(Shape labeling records)
— Begin —

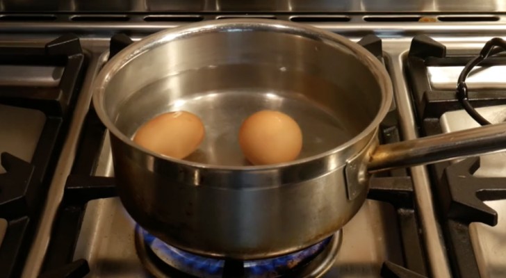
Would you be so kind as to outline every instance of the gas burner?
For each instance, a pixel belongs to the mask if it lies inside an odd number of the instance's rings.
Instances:
[[[238,277],[238,275],[248,278],[273,278],[287,275],[317,277],[332,265],[342,238],[341,233],[338,232],[304,250],[288,255],[229,262],[225,259],[200,256],[168,245],[138,225],[136,227],[136,246],[140,261],[151,274],[161,278],[221,278]],[[227,275],[230,273],[230,269],[227,269],[229,267],[239,272]]]

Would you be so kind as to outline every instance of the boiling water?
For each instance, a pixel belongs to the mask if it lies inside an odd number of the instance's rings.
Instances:
[[[208,67],[199,70],[198,76],[201,79],[195,78],[195,72],[190,71],[150,84],[124,102],[118,111],[116,125],[125,135],[132,138],[143,123],[158,114],[177,111],[193,113],[204,123],[206,135],[198,149],[185,159],[220,165],[249,165],[239,147],[238,131],[243,120],[261,110],[285,113],[298,123],[303,136],[300,158],[332,149],[359,132],[361,127],[354,124],[359,119],[350,117],[352,115],[352,110],[355,110],[354,114],[359,111],[354,107],[356,105],[350,104],[349,99],[339,96],[340,108],[329,108],[332,106],[330,102],[336,97],[328,96],[332,95],[332,92],[339,92],[332,84],[286,69],[276,69],[275,74],[272,72],[273,76],[282,76],[278,81],[275,78],[270,79],[262,86],[255,85],[253,82],[245,84],[244,80],[236,82],[234,73],[248,70],[237,67],[220,67],[220,76],[216,76],[215,67]],[[257,72],[258,67],[254,70]],[[263,69],[262,74],[268,76],[268,70]],[[222,82],[224,72],[230,74],[227,77],[226,83]],[[247,76],[247,74],[242,72],[238,79],[245,74]],[[189,79],[190,76],[193,76],[193,81]],[[218,83],[216,80],[220,79],[222,82]],[[258,76],[252,77],[255,79]],[[284,79],[286,80],[284,81]],[[304,84],[305,87],[301,90],[306,93],[281,90],[279,87],[287,87],[283,82],[296,85]],[[215,90],[205,90],[210,88]],[[307,92],[308,90],[314,92]]]

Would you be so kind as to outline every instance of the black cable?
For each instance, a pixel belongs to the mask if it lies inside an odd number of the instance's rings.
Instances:
[[[470,60],[467,65],[464,67],[462,72],[459,76],[459,80],[457,83],[457,97],[459,99],[461,104],[476,122],[484,126],[487,124],[491,124],[490,122],[487,120],[483,116],[475,110],[475,108],[469,103],[468,98],[468,90],[467,84],[466,84],[466,79],[469,74],[473,68],[476,65],[479,65],[486,58],[498,54],[503,51],[506,50],[506,42],[500,38],[493,38],[489,41],[487,42],[485,46],[480,52],[480,55]]]

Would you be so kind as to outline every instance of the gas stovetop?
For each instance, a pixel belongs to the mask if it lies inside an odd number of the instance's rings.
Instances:
[[[108,135],[90,106],[110,56],[179,24],[0,24],[0,277],[190,277],[161,262],[115,197]],[[395,88],[384,143],[478,126],[459,105],[457,79],[506,30],[500,21],[307,24],[384,63]],[[506,57],[483,65],[468,78],[470,103],[498,122]],[[375,177],[359,213],[285,277],[505,277],[505,163],[498,152]],[[194,261],[178,263],[210,269]],[[275,277],[272,263],[250,277]],[[208,277],[247,277],[243,262],[220,265]]]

— End —

◆ Objective ◆
Rewrite the records above as a two-column CSV with the columns "request" and "answer," giving one row per request with its text and its answer, each in a single quoted field with line breaks replaced by spaces. Cover all the records and leave the pictures out.

◆ Task output ◆
request,answer
"Would you be so kind as to outline every instance of the gas burner? For each instance, a pixel belongs to the mask if it lies inside an odd number of the instance's rings. Instances:","[[[238,277],[238,275],[248,278],[273,278],[287,275],[317,277],[332,265],[342,238],[341,233],[338,232],[304,250],[288,255],[229,262],[225,259],[200,256],[168,245],[138,225],[136,227],[136,246],[140,261],[151,274],[161,278],[221,278]],[[227,275],[230,273],[230,269],[227,269],[229,267],[239,272]]]"
"Would you be so kind as to outline every instance of the boiling water? For each instance, a pixel belongs to the mask if it lies inside an odd number of the instance's rings. Instances:","[[[208,67],[199,70],[198,76],[201,79],[195,78],[195,72],[190,71],[150,84],[124,102],[118,111],[116,125],[125,135],[132,138],[143,123],[158,114],[177,111],[193,113],[204,123],[206,135],[198,149],[185,159],[220,165],[249,165],[239,147],[238,131],[243,120],[261,110],[285,113],[298,123],[303,136],[300,158],[332,149],[359,132],[361,127],[354,124],[359,119],[350,117],[352,115],[352,110],[355,110],[354,114],[359,111],[354,107],[356,105],[350,104],[349,99],[339,96],[340,108],[329,108],[332,106],[330,102],[336,97],[328,96],[332,95],[332,92],[339,92],[332,84],[286,69],[276,69],[275,74],[272,72],[273,76],[282,76],[278,81],[275,78],[270,79],[262,86],[255,85],[253,82],[245,84],[244,80],[236,82],[234,73],[248,70],[237,67],[220,67],[220,76],[216,76],[215,67]],[[257,72],[258,67],[254,70]],[[263,69],[262,74],[268,76],[268,70]],[[222,82],[224,72],[230,74],[227,77],[226,83]],[[247,76],[247,74],[242,72],[238,79],[245,74]],[[189,79],[190,76],[193,76],[193,81]],[[218,83],[216,80],[220,79],[222,82]],[[258,76],[252,77],[255,79]],[[284,79],[286,80],[284,81]],[[304,84],[305,87],[301,90],[306,93],[281,90],[279,87],[287,87],[283,82],[296,85]],[[215,90],[205,90],[210,88]],[[307,92],[308,90],[314,92]]]"
"Would you be so kind as to outline every instance of the black cable? For each instance, a pixel belongs to the mask if it lies inside an odd number of the instance's rings. Instances:","[[[470,60],[467,65],[464,67],[462,72],[459,76],[459,80],[457,83],[457,97],[459,99],[461,104],[476,122],[484,126],[487,124],[491,124],[490,122],[487,120],[483,116],[475,110],[475,108],[469,103],[468,98],[468,90],[467,84],[466,84],[466,79],[469,74],[473,68],[476,65],[479,65],[486,58],[498,54],[503,51],[506,50],[506,42],[500,38],[493,38],[489,41],[487,42],[485,46],[480,52],[480,55]]]"
"Would you be so kind as to outline every instance of the gas stovetop? For each instance, a pixel belongs to the mask if it lies inside an odd number of the instance's rings. Instances:","[[[108,135],[90,106],[110,56],[179,24],[0,24],[0,277],[190,277],[161,262],[115,197]],[[395,88],[384,143],[478,126],[459,105],[457,79],[506,30],[500,21],[307,24],[384,63]],[[506,57],[483,65],[468,78],[470,103],[498,122]],[[375,177],[359,213],[285,277],[505,277],[505,163],[498,152]],[[194,261],[178,263],[210,269]],[[275,277],[272,263],[250,277]],[[208,277],[247,277],[243,262],[220,265]]]"